» **ACTIVITY**: Copy the part of the nipple confusion article below word for word, from "Dealing with nipple" up to and including "to latch on.".

» **DOCUMENT SECTION**:
━━━

Nipple Confusion - Symptoms And Solutions


All babies are born with a natural instinct to breastfeed. However, if bottles are introduced too soon in a baby’s life, switching back from the easiness of the bottle to the mother’s nipple where more effort is required confuses the baby; termed as nipple confusion.

Bottle feeding v/s breastfeeding

The mechanisms of breastfeeding and bottle feeding are quite different. At the breast, a baby has to open its mouth wider and latch on to the areola, creating suction and sucking and pulling the milk down to the nipple and into its mouth using its tongue and jaw. It can take about a minute for the milk to start flowing.

Bottle feeding on the other hand does not require a baby to open its mouth as wide. Gravity and the flow from the bottle mean that the baby just need to clamp its jaws down on the nipple and suck. It requires much less effort and time.


  • Your baby gets fussy at the breast.

  • Your baby’s latch at the breast suddenly takes a turn for the worse and you have sore nipples because it latches on to your nipple instead of the areola.

  • Your baby thrusts its tongue upwards while nursing and pushes the nipple out.

  • Your baby is not opening its mouth wide enough to breastfeed.

  • Your baby refuses to breastfeed.

How to avoid nipple confusion?

  • Make it clear in your birth plan that you do not want your baby to be offered bottles or pacifiers at the hospital or birthing centre.

  • Avoid bottles at least till breastfeeding is well established (about 4 weeks).

  • If you are having breastfeeding issues, instead of immediately switching to bottles, try a Supplemental Nursing System (SNS) so that your baby is still close to you while feeding. At the same time, make sure you get breastfeeding support from a certified Lactation Consultant.

Dealing with nipple confusion - If your baby is displaying signs of nipple confusion, here are some solutions you can try:

  • Indulge in lots of skin-to-skin contact with your baby.

  • Ensure the breastfeeding position is correct; tummy-to-mummy & nose-to-nipple.

  • Try to breastfeed while your baby is hungry. Don’t wait till he/she gets fussy and begins to starve. Keep an eye-out for hunger cues; sucking of the fist & fingers. 

  • Try expressing a little milk before breastfeeding; it’s an incentive for your baby to latch on.

━━━

» **PROVIDED RECORDS**:
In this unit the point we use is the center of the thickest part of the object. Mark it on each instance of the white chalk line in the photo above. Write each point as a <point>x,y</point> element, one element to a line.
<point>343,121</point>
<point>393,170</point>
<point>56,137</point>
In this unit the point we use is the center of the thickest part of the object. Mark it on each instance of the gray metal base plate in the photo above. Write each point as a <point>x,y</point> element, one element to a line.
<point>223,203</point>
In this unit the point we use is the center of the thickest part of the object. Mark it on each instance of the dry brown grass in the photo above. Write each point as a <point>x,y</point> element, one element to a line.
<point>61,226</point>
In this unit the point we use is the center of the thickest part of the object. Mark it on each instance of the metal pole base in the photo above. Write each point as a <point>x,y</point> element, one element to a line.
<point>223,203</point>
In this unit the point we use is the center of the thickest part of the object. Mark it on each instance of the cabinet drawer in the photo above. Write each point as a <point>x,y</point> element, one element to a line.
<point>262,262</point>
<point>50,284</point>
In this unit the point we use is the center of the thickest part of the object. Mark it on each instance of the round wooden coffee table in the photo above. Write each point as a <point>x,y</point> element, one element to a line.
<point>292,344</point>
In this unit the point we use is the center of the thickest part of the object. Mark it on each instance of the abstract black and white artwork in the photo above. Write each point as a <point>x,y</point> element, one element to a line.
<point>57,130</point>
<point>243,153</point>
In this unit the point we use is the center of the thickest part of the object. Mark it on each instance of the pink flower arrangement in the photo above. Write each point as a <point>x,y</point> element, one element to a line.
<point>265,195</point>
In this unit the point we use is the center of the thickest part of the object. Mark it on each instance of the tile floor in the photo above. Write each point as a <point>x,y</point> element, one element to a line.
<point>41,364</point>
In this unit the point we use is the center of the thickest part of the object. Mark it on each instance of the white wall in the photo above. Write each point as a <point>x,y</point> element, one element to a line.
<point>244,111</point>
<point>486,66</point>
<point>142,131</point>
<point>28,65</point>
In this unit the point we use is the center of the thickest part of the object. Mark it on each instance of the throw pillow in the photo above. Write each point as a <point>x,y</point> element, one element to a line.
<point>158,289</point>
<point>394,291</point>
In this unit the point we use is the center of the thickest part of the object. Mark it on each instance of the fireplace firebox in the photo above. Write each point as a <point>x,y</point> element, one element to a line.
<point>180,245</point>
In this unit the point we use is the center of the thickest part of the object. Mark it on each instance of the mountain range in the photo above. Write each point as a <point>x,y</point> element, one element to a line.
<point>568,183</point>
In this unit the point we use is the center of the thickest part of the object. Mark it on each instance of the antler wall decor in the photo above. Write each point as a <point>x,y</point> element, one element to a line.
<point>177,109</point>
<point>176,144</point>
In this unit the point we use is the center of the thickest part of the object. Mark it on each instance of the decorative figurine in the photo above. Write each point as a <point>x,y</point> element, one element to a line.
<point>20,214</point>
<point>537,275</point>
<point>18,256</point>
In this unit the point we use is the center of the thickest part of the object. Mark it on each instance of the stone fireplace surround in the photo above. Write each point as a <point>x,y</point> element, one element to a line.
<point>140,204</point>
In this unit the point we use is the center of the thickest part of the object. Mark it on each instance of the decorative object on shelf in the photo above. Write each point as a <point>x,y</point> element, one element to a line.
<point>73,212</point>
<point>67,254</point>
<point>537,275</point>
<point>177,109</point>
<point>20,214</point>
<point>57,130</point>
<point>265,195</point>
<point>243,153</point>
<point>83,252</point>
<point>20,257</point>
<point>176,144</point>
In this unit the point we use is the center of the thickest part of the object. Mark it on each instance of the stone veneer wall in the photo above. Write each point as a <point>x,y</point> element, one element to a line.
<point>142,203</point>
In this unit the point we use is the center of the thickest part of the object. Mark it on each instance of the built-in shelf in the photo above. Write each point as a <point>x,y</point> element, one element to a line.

━━━

» **RESULT OF THIS EXERCISE**:
Dealing with nipple confusion - If your baby is displaying signs of nipple confusion, here are some solutions you can try:

  • Indulge in lots of skin-to-skin contact with your baby.

  • Ensure the breastfeeding position is correct; tummy-to-mummy & nose-to-nipple.

  • Try to breastfeed while your baby is hungry. Don’t wait till he/she gets fussy and begins to starve. Keep an eye-out for hunger cues; sucking of the fist & fingers. 

  • Try expressing a little milk before breastfeeding; it’s an incentive for your baby to latch on.